** Task requirements **
1. Which three areas does the housing shortage text name as having surpluses?
2. Update the housing shortage text, everything from "The obvious question" down to "on the market.", so that "standstill" replaces "gridlock".

** Text passage **
We Need More Houses
On today’s show we’re talking about the real estate shortage.
The obvious question is that if the population has not been growing significantly, and immigration has been curtailed significantly as a result of the pandemic, then why do we have a housing shortage in such a big way.
The fact is, we have seen migration that has produced the shortage. There are surpluses in a few areas like NYC, San Francisco, Seattle. But migration, combined with a small number of people listing their properties has created real estate gridlock. Unless people list their homes for resale, there are not that many homes available for purchase on the market.
While there are not than many distressed properties in the owner occupied market as of this point. Many of the properties that had their loans in forbearance have managed to exit their forbearance agreements and get back into good standing.
But the real story is the nearly 8M rental properties where the tenants are seriously delinquent and the landlords have not been able to collect rent, nor have they been able to evict. Some of those properties are a ticking time bomb and they need to be factored into the housing equation. They’re being artificially held off the market as a result of the moratorium on evictions.

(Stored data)
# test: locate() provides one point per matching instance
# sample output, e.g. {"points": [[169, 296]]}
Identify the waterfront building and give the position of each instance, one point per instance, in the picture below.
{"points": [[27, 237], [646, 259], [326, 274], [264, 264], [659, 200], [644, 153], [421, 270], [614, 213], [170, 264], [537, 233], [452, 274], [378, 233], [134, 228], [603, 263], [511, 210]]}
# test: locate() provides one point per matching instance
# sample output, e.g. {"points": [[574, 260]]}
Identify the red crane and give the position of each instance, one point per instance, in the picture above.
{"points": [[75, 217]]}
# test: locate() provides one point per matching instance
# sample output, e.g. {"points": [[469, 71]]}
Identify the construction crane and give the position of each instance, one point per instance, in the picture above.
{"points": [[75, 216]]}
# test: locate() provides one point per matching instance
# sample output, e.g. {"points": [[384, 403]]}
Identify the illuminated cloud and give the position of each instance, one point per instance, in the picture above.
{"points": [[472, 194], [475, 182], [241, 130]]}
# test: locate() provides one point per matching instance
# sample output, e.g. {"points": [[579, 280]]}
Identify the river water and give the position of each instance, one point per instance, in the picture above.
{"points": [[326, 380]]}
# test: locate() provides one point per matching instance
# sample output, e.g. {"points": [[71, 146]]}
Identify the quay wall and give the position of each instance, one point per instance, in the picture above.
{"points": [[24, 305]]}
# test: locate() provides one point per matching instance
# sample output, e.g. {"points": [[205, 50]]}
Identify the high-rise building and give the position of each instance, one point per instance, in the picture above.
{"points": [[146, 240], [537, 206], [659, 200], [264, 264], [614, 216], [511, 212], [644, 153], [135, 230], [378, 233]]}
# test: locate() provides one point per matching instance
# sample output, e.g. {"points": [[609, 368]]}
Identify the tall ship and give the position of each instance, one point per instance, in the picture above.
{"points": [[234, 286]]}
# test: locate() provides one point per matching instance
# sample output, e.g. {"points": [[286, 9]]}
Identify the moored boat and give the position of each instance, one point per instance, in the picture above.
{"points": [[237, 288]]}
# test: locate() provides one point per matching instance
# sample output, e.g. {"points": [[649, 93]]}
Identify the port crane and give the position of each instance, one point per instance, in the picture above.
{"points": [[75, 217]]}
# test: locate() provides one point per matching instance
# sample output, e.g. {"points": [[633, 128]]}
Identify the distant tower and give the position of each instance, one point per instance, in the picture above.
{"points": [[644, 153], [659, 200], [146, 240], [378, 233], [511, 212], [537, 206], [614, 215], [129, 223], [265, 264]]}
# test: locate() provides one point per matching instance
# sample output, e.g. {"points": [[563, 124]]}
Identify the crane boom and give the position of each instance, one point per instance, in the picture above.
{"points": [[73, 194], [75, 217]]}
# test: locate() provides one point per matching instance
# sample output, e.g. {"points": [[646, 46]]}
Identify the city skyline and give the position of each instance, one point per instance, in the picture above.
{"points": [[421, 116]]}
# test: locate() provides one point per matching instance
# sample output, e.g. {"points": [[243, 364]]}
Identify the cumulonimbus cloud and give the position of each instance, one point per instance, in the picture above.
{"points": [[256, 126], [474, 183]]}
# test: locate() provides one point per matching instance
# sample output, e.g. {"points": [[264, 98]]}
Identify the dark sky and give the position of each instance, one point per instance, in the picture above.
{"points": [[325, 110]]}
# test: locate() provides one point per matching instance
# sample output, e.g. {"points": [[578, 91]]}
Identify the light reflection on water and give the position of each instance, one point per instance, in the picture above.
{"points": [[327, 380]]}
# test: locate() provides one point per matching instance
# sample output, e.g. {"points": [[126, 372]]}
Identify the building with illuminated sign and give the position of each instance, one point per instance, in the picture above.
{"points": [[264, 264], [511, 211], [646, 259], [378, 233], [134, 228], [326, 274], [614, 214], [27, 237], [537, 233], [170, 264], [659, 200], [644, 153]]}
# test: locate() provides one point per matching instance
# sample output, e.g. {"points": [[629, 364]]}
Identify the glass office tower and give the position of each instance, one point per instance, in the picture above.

** Answers by item number **
1. NYC, San Francisco, and Seattle.

2.
The obvious question is that if the population has not been growing significantly, and immigration has been curtailed significantly as a result of the pandemic, then why do we have a housing shortage in such a big way.
The fact is, we have seen migration that has produced the shortage. There are surpluses in a few areas like NYC, San Francisco, Seattle. But migration, combined with a small number of people listing their properties has created real estate standstill. Unless people list their homes for resale, there are not that many homes available for purchase on the market.